** START **

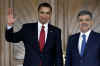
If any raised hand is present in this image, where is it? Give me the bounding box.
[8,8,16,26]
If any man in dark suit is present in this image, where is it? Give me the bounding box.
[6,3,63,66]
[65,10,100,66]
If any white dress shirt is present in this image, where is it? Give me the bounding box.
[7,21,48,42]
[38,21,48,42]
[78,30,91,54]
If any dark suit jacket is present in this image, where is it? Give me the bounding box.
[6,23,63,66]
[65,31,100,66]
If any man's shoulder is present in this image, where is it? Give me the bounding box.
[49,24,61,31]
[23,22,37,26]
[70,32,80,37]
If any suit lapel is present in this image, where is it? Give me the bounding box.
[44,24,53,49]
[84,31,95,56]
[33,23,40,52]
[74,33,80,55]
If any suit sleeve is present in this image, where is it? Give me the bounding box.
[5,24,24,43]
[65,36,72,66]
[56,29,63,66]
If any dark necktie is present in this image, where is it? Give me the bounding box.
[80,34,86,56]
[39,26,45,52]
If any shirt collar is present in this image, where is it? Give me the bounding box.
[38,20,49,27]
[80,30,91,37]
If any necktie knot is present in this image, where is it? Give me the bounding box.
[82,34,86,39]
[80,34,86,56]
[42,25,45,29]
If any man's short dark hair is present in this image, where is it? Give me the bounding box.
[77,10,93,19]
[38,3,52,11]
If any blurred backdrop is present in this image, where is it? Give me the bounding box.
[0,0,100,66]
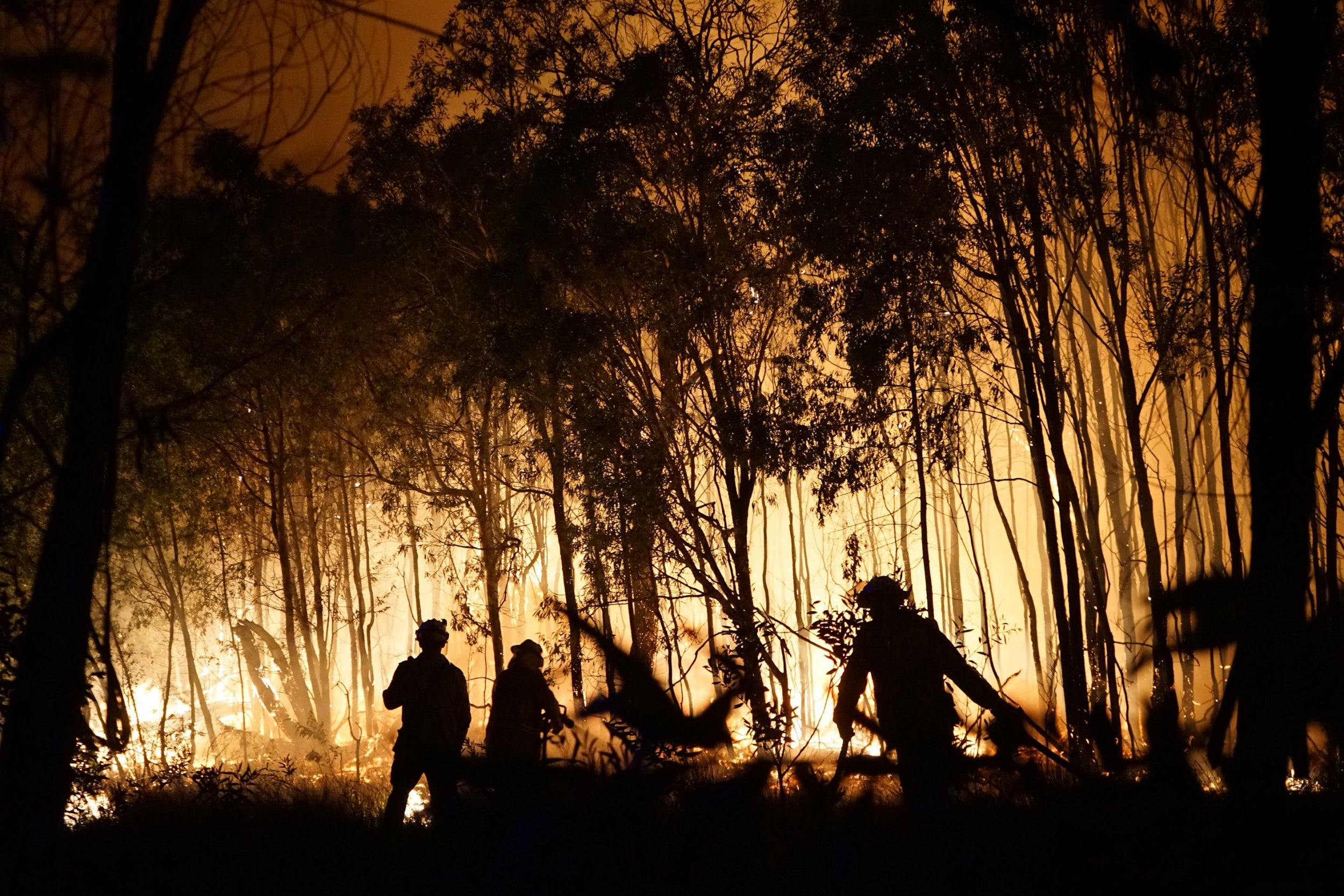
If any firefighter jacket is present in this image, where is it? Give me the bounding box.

** END **
** START **

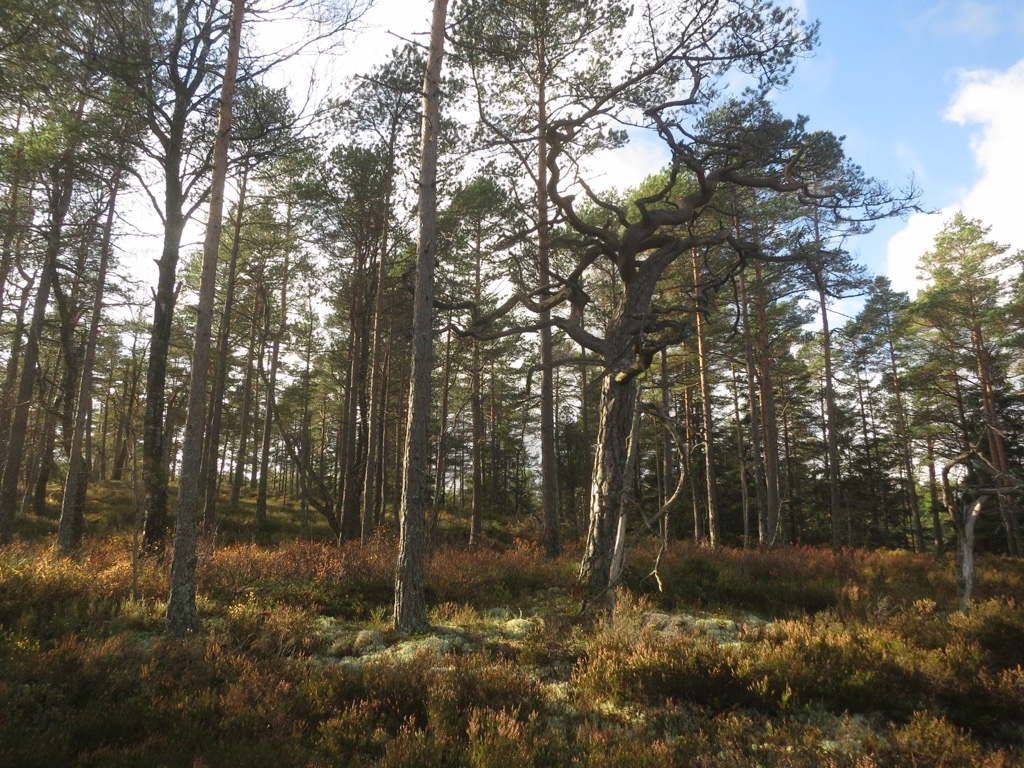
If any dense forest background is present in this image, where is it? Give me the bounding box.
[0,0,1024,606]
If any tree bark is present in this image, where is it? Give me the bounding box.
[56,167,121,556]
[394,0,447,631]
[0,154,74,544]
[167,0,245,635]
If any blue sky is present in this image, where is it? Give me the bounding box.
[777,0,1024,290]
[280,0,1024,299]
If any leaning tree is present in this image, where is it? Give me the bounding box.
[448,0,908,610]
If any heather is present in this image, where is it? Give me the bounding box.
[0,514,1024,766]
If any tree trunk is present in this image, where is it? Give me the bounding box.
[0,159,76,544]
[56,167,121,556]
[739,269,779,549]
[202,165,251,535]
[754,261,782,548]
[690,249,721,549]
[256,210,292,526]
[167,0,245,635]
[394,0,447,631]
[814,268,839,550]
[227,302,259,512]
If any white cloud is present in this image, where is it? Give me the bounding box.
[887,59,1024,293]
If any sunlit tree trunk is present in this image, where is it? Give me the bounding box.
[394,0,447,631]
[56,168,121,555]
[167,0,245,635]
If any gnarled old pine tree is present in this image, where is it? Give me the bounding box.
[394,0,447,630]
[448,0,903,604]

** END **

### WORK TO DO
Render everything from the line containing "If any raised" down to the line containing "[65,10,100,66]" as a two-column CSV with the header columns item and answer. Give one row per item, with its text and its answer each in a single quoted field and any line breaks replaced by spaces.

### THE SOLUTION
item,answer
"If any raised hand is present in this image, where is it? Give me the bounding box.","[8,8,16,26]"
"If any man in dark suit is present in this image, where is it? Give me the bounding box.","[6,3,63,66] [65,10,100,66]"